## Instructions for the task
Render the items below, from the line with "of the lumber" through the line with "110], [675, 116]]", as a Markdown table with the columns Row and Line, numbering each line and leaving out blank lines.

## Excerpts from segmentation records
>>

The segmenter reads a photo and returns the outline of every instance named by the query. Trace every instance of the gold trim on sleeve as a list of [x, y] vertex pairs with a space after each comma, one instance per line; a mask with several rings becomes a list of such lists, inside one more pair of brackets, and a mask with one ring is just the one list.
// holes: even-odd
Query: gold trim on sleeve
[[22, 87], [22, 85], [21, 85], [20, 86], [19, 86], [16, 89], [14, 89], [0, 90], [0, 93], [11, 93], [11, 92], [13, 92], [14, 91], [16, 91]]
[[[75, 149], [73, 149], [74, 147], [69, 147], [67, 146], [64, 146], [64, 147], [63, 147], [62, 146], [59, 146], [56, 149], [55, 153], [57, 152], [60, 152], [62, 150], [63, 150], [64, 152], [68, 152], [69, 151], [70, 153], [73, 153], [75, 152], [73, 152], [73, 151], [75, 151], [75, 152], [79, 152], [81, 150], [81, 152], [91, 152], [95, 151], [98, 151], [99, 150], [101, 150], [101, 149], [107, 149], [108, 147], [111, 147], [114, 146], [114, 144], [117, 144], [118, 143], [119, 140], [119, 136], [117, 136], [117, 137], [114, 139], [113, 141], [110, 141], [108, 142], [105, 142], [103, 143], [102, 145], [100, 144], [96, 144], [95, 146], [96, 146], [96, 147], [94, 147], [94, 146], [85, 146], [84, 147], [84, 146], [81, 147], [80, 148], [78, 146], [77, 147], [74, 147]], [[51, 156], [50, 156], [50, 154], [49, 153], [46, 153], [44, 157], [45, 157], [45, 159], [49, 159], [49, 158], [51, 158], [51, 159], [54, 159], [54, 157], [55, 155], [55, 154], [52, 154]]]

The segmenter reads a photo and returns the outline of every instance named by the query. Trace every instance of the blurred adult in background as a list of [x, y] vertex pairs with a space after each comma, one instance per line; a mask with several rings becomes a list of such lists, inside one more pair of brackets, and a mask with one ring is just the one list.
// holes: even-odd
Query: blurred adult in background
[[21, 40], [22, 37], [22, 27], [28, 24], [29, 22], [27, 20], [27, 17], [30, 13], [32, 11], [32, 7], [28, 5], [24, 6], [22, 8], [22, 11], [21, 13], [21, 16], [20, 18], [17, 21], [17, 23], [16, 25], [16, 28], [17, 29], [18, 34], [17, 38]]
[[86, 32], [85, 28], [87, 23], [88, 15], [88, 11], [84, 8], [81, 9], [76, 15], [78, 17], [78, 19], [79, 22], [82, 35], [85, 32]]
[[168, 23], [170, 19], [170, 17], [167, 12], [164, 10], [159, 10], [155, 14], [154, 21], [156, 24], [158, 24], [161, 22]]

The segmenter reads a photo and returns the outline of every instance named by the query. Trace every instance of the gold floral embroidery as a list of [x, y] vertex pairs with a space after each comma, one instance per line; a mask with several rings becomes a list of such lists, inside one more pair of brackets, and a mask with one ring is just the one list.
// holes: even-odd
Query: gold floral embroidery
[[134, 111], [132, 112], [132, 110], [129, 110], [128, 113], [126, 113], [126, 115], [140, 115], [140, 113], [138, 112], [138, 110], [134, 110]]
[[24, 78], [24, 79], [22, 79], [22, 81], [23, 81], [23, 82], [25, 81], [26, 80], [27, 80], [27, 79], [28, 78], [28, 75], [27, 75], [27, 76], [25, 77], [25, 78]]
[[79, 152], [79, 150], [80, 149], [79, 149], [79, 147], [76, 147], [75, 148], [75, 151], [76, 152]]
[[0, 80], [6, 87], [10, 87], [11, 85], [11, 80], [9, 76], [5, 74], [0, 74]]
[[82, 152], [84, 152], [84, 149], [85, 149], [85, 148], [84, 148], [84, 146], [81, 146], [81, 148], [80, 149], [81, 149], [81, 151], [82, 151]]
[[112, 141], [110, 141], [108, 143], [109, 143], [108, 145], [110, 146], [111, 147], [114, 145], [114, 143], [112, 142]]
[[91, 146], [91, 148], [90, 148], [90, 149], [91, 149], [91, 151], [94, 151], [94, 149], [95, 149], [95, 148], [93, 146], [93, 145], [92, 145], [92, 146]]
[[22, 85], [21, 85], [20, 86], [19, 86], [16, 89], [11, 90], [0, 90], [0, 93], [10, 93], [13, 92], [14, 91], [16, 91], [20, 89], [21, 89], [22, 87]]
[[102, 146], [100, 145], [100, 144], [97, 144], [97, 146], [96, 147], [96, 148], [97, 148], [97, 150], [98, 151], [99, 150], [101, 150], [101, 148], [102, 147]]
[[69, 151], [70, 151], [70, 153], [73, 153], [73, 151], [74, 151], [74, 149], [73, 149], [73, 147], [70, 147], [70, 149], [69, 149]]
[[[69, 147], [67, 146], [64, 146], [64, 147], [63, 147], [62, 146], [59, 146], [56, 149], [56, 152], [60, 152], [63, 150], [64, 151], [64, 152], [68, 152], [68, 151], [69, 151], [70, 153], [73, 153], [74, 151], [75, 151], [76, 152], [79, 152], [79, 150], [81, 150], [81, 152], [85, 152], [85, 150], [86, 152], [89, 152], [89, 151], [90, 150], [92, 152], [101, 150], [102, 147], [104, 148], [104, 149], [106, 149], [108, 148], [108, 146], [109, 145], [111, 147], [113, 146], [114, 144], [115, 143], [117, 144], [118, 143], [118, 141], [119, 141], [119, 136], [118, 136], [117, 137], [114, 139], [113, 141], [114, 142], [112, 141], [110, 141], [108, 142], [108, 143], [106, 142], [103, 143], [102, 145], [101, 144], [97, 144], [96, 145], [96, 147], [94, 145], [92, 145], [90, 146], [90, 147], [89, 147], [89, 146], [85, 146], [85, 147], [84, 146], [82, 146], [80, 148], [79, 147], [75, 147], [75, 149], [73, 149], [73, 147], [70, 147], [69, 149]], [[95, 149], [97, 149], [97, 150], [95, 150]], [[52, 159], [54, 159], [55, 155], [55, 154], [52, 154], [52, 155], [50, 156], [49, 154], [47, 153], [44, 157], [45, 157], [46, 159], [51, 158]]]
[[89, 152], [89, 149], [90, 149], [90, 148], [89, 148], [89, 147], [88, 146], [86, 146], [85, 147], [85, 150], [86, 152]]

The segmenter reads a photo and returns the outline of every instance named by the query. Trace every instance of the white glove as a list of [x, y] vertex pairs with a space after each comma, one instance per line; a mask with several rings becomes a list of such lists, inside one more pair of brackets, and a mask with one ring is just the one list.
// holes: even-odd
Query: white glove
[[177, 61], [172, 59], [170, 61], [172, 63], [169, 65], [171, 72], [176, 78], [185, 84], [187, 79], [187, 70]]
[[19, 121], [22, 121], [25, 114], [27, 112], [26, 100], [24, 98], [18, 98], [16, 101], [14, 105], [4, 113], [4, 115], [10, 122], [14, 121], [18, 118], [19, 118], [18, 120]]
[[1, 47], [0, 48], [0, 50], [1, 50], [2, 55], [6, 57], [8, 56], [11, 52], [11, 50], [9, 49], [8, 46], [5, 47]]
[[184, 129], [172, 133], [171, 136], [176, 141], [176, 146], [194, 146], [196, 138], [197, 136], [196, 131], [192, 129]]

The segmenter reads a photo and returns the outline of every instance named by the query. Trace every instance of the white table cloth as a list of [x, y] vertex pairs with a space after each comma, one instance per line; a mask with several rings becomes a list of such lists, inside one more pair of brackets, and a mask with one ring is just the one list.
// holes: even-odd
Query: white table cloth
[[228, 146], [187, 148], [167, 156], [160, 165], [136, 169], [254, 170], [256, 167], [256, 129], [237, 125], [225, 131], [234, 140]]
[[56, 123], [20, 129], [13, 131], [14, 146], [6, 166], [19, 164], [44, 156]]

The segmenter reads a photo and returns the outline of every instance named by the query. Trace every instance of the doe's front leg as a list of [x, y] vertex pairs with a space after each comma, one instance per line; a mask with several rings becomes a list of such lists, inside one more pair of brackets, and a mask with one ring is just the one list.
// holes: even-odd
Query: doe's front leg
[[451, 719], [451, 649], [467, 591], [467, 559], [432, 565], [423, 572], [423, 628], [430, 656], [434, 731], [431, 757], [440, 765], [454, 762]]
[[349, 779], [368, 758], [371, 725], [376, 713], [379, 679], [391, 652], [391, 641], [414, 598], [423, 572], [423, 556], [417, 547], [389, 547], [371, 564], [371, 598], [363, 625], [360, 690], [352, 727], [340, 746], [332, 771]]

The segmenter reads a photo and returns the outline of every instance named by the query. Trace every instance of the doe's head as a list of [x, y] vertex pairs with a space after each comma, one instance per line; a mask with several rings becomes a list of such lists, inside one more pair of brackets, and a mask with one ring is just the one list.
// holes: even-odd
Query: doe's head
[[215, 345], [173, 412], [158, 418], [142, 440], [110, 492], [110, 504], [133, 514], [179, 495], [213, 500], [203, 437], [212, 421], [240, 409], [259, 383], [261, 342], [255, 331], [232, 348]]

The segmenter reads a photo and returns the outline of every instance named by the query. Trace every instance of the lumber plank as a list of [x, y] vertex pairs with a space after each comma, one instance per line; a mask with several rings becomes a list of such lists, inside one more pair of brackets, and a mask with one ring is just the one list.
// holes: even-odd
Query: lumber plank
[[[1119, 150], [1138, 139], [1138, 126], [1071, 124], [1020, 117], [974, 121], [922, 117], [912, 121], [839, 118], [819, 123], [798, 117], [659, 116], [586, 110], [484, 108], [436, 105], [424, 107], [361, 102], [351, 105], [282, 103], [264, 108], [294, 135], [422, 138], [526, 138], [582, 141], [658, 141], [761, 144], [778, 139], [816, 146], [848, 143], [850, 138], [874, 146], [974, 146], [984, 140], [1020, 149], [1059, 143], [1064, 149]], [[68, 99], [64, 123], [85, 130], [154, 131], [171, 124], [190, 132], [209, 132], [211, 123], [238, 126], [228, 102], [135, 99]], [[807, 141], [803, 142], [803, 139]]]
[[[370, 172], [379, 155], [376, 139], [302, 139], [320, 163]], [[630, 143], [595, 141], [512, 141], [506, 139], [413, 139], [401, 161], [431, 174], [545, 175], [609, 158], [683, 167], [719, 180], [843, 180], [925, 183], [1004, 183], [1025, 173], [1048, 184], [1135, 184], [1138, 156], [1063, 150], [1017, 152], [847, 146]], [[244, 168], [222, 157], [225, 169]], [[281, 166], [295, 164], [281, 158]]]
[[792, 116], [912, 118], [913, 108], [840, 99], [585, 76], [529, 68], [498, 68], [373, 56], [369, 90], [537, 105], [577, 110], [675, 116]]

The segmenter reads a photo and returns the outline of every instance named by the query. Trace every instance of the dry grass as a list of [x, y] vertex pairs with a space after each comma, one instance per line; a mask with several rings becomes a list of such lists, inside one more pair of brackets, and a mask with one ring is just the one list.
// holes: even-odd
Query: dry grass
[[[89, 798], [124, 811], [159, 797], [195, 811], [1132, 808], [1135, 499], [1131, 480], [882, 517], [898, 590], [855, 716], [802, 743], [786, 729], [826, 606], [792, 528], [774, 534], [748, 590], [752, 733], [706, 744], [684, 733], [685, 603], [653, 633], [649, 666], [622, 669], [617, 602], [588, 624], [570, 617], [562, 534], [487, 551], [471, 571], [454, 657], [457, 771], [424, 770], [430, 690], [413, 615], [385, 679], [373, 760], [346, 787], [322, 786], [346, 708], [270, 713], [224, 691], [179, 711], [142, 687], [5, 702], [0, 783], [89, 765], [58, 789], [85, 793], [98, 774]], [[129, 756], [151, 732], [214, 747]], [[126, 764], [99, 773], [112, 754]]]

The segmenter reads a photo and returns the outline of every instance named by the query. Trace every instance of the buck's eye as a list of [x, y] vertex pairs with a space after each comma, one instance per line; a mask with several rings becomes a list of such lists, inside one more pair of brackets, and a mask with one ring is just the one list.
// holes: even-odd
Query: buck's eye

<<

## Task response
| Row | Line |
|---|---|
| 1 | The segmenter reads a photo and returns the outline of every instance named by the query. Trace every instance of the lumber plank as a list of [x, y] vertex pairs with a space after each comma, one instance per line; a mask with several rings becomes a list of such lists, inside one more pair of brackets, and a mask with one ring is just the one list. |
| 2 | // holes: even-odd |
| 3 | Query: lumber plank |
| 4 | [[[1119, 150], [1138, 139], [1138, 126], [1071, 124], [1020, 117], [974, 121], [922, 117], [912, 121], [839, 118], [819, 123], [798, 117], [659, 116], [586, 110], [484, 108], [436, 105], [424, 107], [361, 102], [351, 105], [282, 103], [264, 108], [294, 135], [422, 138], [526, 138], [582, 141], [658, 141], [761, 144], [778, 139], [816, 146], [848, 143], [850, 138], [874, 146], [974, 146], [984, 140], [1020, 149], [1059, 143], [1064, 149]], [[68, 99], [64, 123], [85, 130], [154, 131], [171, 124], [190, 132], [209, 132], [211, 123], [238, 126], [228, 102], [135, 99]], [[807, 141], [803, 142], [803, 139]]] |
| 5 | [[[370, 172], [379, 155], [376, 139], [302, 139], [320, 163]], [[630, 143], [595, 141], [512, 141], [506, 139], [413, 139], [401, 161], [431, 174], [545, 175], [609, 158], [683, 167], [719, 180], [843, 180], [925, 183], [1004, 183], [1025, 173], [1048, 184], [1135, 184], [1138, 156], [1063, 150], [1017, 152], [847, 146]], [[244, 168], [222, 157], [225, 169]], [[281, 166], [295, 164], [281, 158]]] |
| 6 | [[792, 116], [912, 118], [913, 108], [840, 99], [585, 76], [529, 68], [498, 68], [373, 56], [369, 90], [537, 105], [577, 110], [675, 116]] |